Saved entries
#####

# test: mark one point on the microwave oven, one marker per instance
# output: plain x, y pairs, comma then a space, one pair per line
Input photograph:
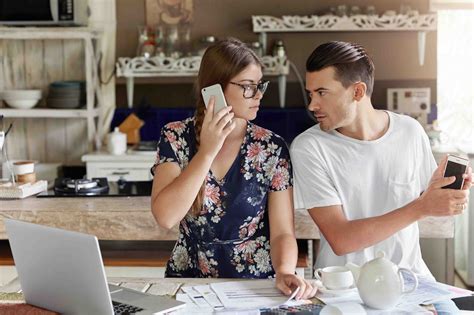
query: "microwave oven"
44, 12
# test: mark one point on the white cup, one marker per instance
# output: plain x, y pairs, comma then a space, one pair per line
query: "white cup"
335, 277
117, 142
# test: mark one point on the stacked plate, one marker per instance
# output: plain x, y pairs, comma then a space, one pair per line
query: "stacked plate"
66, 94
22, 99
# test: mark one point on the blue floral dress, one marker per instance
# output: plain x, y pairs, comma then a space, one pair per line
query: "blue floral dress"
230, 238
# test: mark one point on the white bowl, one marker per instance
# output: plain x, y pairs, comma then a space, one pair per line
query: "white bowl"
23, 167
21, 103
28, 94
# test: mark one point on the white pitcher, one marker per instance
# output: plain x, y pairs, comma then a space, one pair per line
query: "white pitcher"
380, 282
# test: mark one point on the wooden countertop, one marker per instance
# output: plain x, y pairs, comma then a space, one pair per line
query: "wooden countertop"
130, 218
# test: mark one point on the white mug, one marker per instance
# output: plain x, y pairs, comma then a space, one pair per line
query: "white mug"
117, 142
335, 277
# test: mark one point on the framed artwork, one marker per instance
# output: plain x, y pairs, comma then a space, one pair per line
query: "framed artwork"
168, 12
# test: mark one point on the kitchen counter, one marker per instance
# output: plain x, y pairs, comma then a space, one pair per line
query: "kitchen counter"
130, 218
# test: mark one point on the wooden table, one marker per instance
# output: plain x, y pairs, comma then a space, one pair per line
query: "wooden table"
130, 218
172, 285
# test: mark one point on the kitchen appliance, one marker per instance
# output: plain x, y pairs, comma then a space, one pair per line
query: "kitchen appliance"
97, 187
44, 12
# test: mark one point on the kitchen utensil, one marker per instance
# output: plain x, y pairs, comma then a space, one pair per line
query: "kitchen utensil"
22, 99
335, 277
380, 282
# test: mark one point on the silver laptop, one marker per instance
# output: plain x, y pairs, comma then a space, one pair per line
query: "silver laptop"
63, 271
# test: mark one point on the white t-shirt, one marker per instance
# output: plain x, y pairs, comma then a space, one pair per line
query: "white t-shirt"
368, 178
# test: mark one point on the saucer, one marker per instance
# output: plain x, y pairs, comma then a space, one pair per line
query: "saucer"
323, 289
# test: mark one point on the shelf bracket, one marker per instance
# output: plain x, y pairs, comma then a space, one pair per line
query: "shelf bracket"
421, 47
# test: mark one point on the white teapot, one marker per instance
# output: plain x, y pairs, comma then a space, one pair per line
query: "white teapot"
380, 282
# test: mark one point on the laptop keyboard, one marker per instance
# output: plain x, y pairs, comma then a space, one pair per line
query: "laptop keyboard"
125, 309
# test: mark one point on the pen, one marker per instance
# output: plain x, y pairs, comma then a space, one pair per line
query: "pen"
293, 295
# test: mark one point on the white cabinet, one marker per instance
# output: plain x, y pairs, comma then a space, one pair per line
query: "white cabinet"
130, 167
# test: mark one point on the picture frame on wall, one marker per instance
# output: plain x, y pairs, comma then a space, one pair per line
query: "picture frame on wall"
168, 12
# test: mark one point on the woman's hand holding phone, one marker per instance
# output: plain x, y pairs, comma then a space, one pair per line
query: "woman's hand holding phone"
215, 129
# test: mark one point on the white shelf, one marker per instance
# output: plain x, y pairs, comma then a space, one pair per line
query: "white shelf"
141, 67
48, 33
184, 67
48, 113
333, 23
420, 23
90, 37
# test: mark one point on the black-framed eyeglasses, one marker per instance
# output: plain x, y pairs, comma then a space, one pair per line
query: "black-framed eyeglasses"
250, 89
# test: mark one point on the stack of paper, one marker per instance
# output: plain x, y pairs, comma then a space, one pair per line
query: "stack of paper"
10, 191
235, 296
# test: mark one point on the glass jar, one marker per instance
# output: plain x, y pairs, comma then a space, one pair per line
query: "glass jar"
257, 48
279, 49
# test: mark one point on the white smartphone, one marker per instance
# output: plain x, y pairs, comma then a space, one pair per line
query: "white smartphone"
216, 91
456, 166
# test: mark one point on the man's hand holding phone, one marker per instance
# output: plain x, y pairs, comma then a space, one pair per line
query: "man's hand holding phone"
439, 199
215, 128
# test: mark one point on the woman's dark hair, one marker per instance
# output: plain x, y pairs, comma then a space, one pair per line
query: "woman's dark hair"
350, 61
220, 63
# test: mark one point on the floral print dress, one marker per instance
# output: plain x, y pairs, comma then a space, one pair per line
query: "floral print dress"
230, 237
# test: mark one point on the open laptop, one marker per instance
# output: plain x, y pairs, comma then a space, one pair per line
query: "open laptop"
63, 271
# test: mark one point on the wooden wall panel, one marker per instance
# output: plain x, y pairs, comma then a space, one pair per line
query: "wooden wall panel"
35, 79
55, 128
34, 64
76, 129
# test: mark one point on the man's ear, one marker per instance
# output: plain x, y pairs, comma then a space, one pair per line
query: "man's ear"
360, 88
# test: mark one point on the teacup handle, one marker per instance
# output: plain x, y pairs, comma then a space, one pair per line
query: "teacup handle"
317, 274
403, 281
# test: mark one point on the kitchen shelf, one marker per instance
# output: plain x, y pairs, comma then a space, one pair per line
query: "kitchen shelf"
420, 23
90, 36
49, 113
166, 67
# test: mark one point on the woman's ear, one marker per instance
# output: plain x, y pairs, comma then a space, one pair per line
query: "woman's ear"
360, 88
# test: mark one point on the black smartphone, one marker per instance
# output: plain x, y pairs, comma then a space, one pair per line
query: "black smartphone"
456, 166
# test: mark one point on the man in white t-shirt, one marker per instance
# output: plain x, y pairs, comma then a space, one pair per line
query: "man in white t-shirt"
365, 175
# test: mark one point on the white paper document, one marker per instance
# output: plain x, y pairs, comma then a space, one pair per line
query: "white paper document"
429, 292
253, 294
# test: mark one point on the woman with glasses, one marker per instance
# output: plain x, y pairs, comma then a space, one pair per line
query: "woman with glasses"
227, 181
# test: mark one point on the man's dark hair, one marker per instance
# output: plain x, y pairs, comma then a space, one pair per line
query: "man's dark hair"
350, 60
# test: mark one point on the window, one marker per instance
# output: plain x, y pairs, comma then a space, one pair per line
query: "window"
456, 77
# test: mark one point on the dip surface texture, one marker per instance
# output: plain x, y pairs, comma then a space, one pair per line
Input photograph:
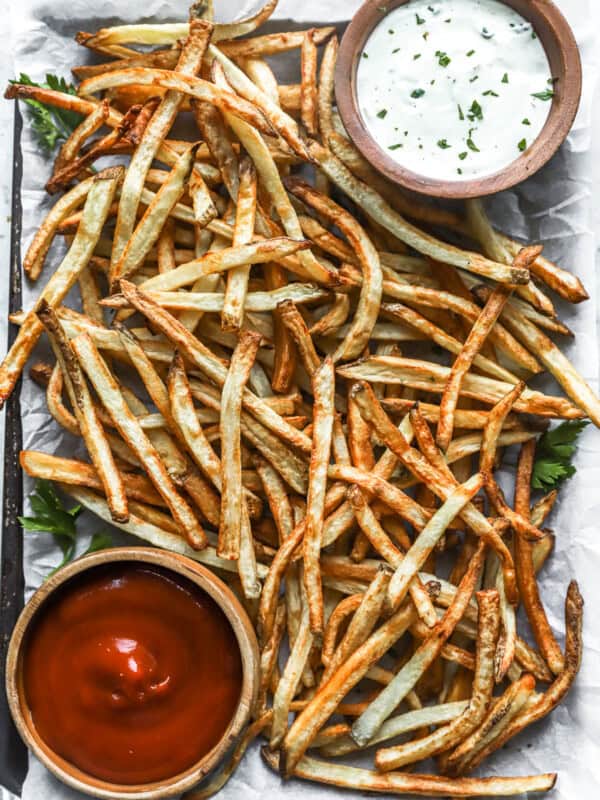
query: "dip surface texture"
454, 89
131, 673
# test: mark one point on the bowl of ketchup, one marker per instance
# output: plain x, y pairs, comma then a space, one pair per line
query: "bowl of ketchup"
131, 672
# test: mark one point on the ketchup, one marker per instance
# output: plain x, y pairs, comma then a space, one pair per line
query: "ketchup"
132, 673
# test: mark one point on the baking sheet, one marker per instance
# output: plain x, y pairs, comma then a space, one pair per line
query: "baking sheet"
554, 207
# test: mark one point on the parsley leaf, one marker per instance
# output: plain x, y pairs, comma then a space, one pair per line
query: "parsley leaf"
52, 517
554, 452
475, 112
50, 124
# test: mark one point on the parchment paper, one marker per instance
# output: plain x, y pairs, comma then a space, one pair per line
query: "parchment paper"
554, 207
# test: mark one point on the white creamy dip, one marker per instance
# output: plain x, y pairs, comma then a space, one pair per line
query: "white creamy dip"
454, 89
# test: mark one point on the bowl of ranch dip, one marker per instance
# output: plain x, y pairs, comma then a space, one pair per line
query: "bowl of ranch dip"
458, 98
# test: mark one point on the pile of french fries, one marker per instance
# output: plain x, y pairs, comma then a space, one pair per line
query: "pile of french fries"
270, 397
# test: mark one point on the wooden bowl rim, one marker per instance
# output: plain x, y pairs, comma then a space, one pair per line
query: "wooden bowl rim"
237, 618
550, 25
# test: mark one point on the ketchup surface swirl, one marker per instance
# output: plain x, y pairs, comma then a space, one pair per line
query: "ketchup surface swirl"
132, 673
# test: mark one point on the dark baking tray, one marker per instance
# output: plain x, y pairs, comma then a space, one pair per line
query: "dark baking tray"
13, 755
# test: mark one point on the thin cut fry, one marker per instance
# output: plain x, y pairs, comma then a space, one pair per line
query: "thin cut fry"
112, 398
323, 383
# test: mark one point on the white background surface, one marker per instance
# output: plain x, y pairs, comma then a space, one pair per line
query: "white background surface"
566, 222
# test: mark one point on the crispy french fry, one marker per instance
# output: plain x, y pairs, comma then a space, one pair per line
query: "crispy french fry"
108, 390
463, 724
323, 383
98, 200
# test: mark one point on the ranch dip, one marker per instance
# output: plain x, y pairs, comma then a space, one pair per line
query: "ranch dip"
454, 89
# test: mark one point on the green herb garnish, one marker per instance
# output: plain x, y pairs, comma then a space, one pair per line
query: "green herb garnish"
547, 94
50, 124
554, 453
52, 517
475, 112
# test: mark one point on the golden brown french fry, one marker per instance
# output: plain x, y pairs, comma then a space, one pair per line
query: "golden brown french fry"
172, 33
526, 580
232, 315
376, 207
98, 200
488, 628
308, 84
323, 704
383, 705
323, 383
110, 394
90, 426
402, 784
464, 360
231, 465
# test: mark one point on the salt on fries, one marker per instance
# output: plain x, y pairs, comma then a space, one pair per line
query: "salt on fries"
282, 436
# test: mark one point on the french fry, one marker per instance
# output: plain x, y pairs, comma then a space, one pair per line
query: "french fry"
528, 588
148, 229
237, 279
172, 33
108, 390
231, 465
463, 724
308, 85
421, 785
90, 426
370, 298
463, 362
323, 704
98, 200
323, 383
376, 207
405, 680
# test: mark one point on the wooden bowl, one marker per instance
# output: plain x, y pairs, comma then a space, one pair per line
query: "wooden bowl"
244, 633
565, 63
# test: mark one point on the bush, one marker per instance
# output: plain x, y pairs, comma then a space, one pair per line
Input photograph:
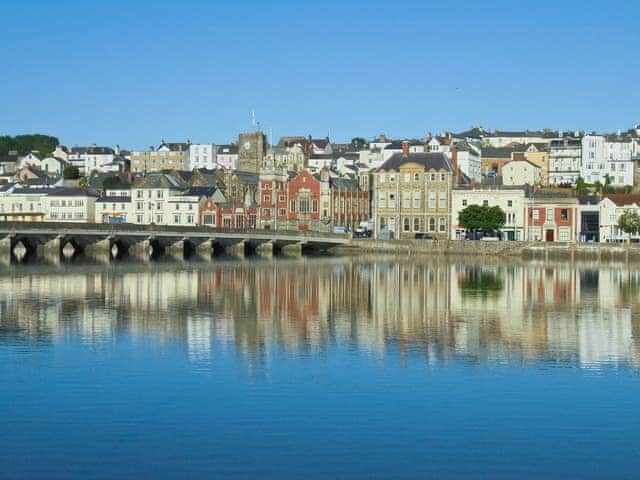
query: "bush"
71, 173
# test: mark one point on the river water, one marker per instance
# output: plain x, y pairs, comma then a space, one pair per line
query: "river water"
380, 367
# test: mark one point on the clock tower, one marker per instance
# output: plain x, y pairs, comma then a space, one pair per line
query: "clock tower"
252, 148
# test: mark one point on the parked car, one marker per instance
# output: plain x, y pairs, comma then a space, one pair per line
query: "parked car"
385, 234
424, 236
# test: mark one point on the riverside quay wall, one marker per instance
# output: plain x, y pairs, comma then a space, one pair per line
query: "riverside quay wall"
525, 250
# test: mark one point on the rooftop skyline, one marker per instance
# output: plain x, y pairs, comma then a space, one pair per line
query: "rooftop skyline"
135, 73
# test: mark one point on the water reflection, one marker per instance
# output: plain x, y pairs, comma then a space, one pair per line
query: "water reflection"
494, 312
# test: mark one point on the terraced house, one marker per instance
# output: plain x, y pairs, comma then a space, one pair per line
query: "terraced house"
412, 193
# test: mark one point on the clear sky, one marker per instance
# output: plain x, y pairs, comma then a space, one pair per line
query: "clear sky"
135, 72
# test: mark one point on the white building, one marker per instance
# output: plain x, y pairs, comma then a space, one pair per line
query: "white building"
520, 172
202, 155
607, 156
47, 204
565, 155
227, 156
511, 200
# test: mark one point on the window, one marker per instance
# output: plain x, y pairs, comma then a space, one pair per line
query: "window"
406, 199
382, 199
416, 200
443, 201
564, 214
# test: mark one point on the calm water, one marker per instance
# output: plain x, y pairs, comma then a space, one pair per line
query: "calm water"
316, 368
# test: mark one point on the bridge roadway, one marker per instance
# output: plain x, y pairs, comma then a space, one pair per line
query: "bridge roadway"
51, 239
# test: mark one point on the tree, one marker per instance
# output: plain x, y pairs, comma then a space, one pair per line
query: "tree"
24, 144
629, 222
358, 142
71, 173
482, 218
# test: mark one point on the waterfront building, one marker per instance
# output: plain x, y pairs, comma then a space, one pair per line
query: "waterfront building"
54, 165
412, 192
551, 217
607, 157
227, 157
538, 154
202, 155
512, 200
611, 207
565, 156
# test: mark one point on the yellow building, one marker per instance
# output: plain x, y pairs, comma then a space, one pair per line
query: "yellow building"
412, 193
538, 154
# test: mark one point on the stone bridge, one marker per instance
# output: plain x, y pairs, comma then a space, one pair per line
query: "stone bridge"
19, 240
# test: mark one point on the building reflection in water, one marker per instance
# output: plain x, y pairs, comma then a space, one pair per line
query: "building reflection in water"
584, 315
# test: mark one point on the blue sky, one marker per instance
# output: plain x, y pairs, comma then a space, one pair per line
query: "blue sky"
136, 72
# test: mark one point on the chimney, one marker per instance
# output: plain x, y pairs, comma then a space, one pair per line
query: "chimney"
454, 165
405, 148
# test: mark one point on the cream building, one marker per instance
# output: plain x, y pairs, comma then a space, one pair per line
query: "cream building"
511, 200
411, 194
168, 156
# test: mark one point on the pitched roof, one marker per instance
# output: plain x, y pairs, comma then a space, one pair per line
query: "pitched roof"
430, 161
621, 199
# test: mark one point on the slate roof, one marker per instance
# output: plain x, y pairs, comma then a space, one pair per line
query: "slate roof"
159, 180
430, 161
114, 199
227, 150
621, 199
69, 192
345, 184
100, 151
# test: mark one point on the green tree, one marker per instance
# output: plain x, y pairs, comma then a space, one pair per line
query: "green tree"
358, 142
71, 173
482, 218
629, 222
24, 144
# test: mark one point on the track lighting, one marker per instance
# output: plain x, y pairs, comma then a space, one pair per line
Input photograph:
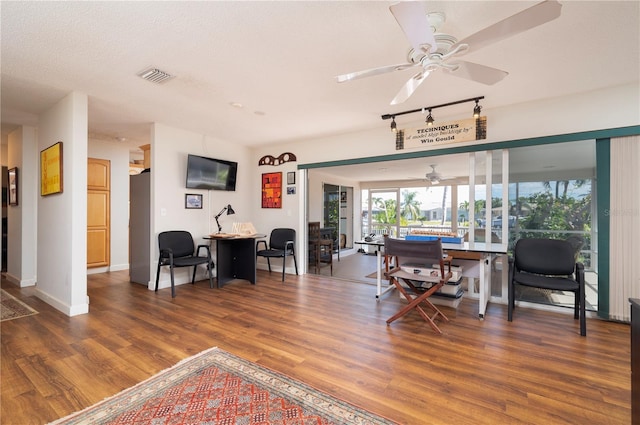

#####

> [YOUR INSTRUCTIONS] Copy word for word the span of the records above that begins at the line with "# test: mark one point on the golden" and ends at the line with "# test: mark one point on the clock", including those two lines but not the pictures.

> [ANSWER AREA]
# test: mark one point on the golden brown french fry, one marker per instance
# output: plain x, y pairs, comma then a space, one pair per line
query: "golden brown french fry"
172, 33
526, 580
232, 315
376, 207
98, 200
488, 628
308, 84
323, 704
383, 705
323, 383
110, 394
90, 426
402, 784
464, 360
231, 465
# test: mark one point on the salt on fries, one marker per instance
# output: plain x, y pairs, comma then a space, one pair per line
query: "salt on fries"
282, 436
# test: mark one point on the french fry, one marker per instance
# output: plain x, y pairs, comma then a space, one pair per line
query: "french fry"
528, 588
148, 229
237, 279
172, 33
108, 390
231, 465
463, 724
308, 85
421, 785
90, 426
370, 298
463, 362
323, 704
98, 200
323, 383
376, 207
405, 680
# test: mark one point on the wooden bowl, one marker per instance
# output: plain x, y pairs, comma then a space, one pair per line
query: "wooden bowl"
244, 633
565, 63
# test: mark one point on the bush, one marker per instance
# output: plain x, y pairs, comma then a space, one pair per line
Input photograph:
query: "bush"
71, 173
# test: mark one point on the river water, one marker per instance
# output: plain x, y pairs, comma then a space, one pair per line
query: "river water"
380, 367
# test: mark one point on the clock tower, one marker per instance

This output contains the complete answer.